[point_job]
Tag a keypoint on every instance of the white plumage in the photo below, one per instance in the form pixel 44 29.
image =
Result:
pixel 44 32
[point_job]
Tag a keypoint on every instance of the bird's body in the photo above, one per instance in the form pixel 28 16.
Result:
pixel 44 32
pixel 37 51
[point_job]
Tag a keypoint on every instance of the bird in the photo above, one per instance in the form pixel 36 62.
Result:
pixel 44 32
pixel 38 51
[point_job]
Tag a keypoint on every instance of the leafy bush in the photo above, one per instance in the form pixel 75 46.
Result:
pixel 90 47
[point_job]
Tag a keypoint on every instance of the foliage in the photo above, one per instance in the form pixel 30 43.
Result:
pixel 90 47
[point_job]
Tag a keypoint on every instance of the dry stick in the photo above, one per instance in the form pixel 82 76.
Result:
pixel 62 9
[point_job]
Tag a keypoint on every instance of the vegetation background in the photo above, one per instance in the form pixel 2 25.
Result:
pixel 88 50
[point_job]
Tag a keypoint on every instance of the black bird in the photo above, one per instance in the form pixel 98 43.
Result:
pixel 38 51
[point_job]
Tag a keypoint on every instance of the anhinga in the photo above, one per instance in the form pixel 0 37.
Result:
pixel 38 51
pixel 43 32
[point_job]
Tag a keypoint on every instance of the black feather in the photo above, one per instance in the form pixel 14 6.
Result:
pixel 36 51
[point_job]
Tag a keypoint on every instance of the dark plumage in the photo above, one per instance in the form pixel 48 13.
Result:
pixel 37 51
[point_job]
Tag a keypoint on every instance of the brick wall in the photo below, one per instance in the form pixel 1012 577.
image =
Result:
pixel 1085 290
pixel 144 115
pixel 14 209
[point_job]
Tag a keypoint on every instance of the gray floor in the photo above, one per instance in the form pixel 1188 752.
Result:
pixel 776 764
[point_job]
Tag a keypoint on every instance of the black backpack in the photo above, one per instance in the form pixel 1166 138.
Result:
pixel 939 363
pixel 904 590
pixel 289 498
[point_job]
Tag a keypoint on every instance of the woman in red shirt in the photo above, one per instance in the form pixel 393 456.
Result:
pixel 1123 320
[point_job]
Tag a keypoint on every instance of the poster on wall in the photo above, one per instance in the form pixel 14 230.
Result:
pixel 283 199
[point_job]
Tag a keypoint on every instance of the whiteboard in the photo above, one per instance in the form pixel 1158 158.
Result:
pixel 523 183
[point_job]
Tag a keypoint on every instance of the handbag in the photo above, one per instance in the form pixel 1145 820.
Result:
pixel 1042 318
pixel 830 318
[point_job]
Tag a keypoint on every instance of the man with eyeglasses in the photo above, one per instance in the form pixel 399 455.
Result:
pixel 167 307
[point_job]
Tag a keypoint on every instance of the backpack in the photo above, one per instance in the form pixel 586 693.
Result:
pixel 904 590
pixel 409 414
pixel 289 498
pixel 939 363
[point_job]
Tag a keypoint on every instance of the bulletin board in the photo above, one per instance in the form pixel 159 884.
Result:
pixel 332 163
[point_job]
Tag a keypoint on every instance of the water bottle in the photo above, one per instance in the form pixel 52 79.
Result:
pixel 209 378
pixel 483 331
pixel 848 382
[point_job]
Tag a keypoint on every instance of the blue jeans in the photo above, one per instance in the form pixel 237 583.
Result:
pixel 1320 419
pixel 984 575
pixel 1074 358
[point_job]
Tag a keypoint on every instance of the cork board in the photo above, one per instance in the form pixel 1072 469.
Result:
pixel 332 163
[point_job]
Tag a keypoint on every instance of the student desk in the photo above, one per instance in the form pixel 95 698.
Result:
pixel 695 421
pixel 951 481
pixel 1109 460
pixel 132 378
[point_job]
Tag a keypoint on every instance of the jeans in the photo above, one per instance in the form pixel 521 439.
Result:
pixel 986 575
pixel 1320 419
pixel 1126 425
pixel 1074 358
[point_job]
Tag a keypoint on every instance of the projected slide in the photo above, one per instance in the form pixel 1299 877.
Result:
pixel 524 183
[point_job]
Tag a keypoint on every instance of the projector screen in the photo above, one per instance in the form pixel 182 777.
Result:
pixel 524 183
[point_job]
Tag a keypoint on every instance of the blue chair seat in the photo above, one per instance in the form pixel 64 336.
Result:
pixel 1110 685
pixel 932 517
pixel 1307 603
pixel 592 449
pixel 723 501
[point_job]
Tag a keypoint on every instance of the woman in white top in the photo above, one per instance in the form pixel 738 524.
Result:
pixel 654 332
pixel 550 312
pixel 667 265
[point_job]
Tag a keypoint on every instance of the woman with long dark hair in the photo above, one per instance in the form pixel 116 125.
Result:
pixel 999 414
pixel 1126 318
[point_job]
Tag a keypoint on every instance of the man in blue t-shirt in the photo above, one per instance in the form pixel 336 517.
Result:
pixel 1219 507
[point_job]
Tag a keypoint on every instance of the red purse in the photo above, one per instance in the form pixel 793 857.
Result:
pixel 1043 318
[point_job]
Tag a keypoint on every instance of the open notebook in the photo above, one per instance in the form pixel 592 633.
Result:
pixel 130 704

---*---

Could you transcribe the records in full, exactly?

[point_job]
Tag a keypoint on every instance of the white plumage in the photo below, one per instance in the form pixel 44 29.
image =
Result:
pixel 44 32
[point_job]
Tag a keypoint on every instance of the bird's body in the photo above, one per instance in the form pixel 28 16.
Result:
pixel 44 32
pixel 37 51
[point_job]
Tag a keypoint on every instance of the bird in the photo above, one per instance in the form pixel 36 62.
Result:
pixel 44 32
pixel 38 51
[point_job]
Tag a keypoint on every instance of the leafy bush in the photo above, one per instance in the form pixel 75 46.
Result:
pixel 90 47
[point_job]
Tag a keypoint on every instance of the foliage in the photo above, one per instance in the form pixel 30 43.
Result:
pixel 90 47
[point_job]
Tag a keypoint on every instance of the dry stick in the photo above, one per instance in the form pixel 82 76.
Result:
pixel 62 9
[point_job]
Tag a keypoint on every instance of the vegetation background in the photo above, one per instance in the form pixel 2 25.
Result:
pixel 88 50
[point_job]
Tag a keypoint on every instance of the black bird in the photo above, one per instance in the form pixel 98 43.
Result:
pixel 38 51
[point_job]
Tag a keypoint on every instance of the anhinga in the photo above, one per instance in the form pixel 0 37.
Result:
pixel 38 51
pixel 43 32
[point_job]
Tag a keypoint on every instance of the black feather in the photo above, one per instance in the form pixel 14 6.
Result:
pixel 36 51
[point_job]
Tag a keypoint on every instance of the dark plumage in the photo above, one per instance in the form pixel 48 13.
Result:
pixel 37 51
[point_job]
Tag a keypoint on every instance of the brick wall in the photo below, one per instance in the form pixel 1012 577.
image =
Result:
pixel 1085 290
pixel 144 115
pixel 14 209
[point_job]
Tag a keypoint on every instance of the gray floor in the photo above, one per instance in the form pixel 1188 752.
Result:
pixel 776 764
[point_job]
Tag a keypoint on every instance of the black backpack in the photo above, one per instance in the form pixel 1166 138.
Result:
pixel 939 363
pixel 904 590
pixel 289 498
[point_job]
Tag a keypoint on every instance of the woman in red shirt in the photo above, one per instance in the form pixel 393 456.
Result:
pixel 1123 320
[point_job]
Tag a keypoint on every instance of the poster on wall in the photo above, one per instance in the form pixel 14 230.
Result:
pixel 283 199
[point_job]
Tag a keypoint on every instance of the whiteboard in the photo above, one per instance in the form pixel 1158 158.
Result:
pixel 523 183
[point_job]
Tag a keypoint on every instance of the handbag in the photo above, one per instance in the form pixel 1145 820.
Result:
pixel 1042 318
pixel 830 318
[point_job]
Tag a keypoint on every instance of the man with eyeglasses in the photo above, one per instance in the form pixel 399 455.
Result:
pixel 167 307
[point_job]
Tag a keypoint on every instance of the backpack in the photo above, one per instance in the form pixel 586 693.
Result:
pixel 904 590
pixel 409 414
pixel 289 498
pixel 939 363
[point_job]
Tag a keypoint on every instance of the bulletin board in the photo above, one per instance in the form pixel 159 884.
Result:
pixel 332 163
[point_job]
Tag a keypoint on every instance of the water bottle in the photo above, one per instance in the form pixel 52 79.
Result:
pixel 209 378
pixel 483 331
pixel 848 382
[point_job]
Tag a keypoint on every instance of the blue jeans in the photo above, one per instance in the form pixel 237 583.
Result:
pixel 1320 419
pixel 984 575
pixel 1074 358
[point_job]
Tag a keypoint on every instance of the cork board in the photo above, one per instance in the form pixel 1072 469.
Result:
pixel 332 163
[point_job]
Tag a keypoint on every instance of the student desk in the photo above, one per instance in the form pixel 95 698.
Result:
pixel 695 421
pixel 951 481
pixel 1109 460
pixel 132 378
[point_job]
Tag a keypoint on every instance of the jeans in the photo above, one per instance in the form pixel 521 439.
Result:
pixel 986 575
pixel 1320 419
pixel 1126 425
pixel 1074 358
[point_job]
Tag a keypoint on every instance of the projected slide in the photo above, one per instance in the form pixel 1299 877.
Result:
pixel 524 183
[point_job]
Tag a keypoint on every instance of the projector screen in the photo above, one per instance in the form pixel 182 777.
Result:
pixel 524 183
[point_job]
Tag a keypoint on every instance of the blue chair seat in the photo above, one per instance in the form pixel 64 336.
Result:
pixel 1110 685
pixel 932 517
pixel 1307 603
pixel 592 449
pixel 723 501
[point_job]
Tag a keypoint on every instance of the woman in white top in the photo above, one per instance in the form pixel 738 524.
Result:
pixel 654 332
pixel 550 312
pixel 667 265
[point_job]
Tag a keypoint on every instance of the woman with long dark hair in the photo above, one per instance in the form pixel 116 125.
Result:
pixel 999 414
pixel 1126 318
[point_job]
Tag a keypoint on every instance of the man in blue t-shirt in the photo above, one per instance in the form pixel 336 517.
Result:
pixel 1219 507
[point_job]
Tag a keypoint on every instance of the red purse in the photo above, one per instance in the form pixel 793 857.
Result:
pixel 1043 318
[point_job]
Tag a keypoint on every instance of the open notebook in the photo above, one per instance in the form pixel 592 633.
Result:
pixel 130 704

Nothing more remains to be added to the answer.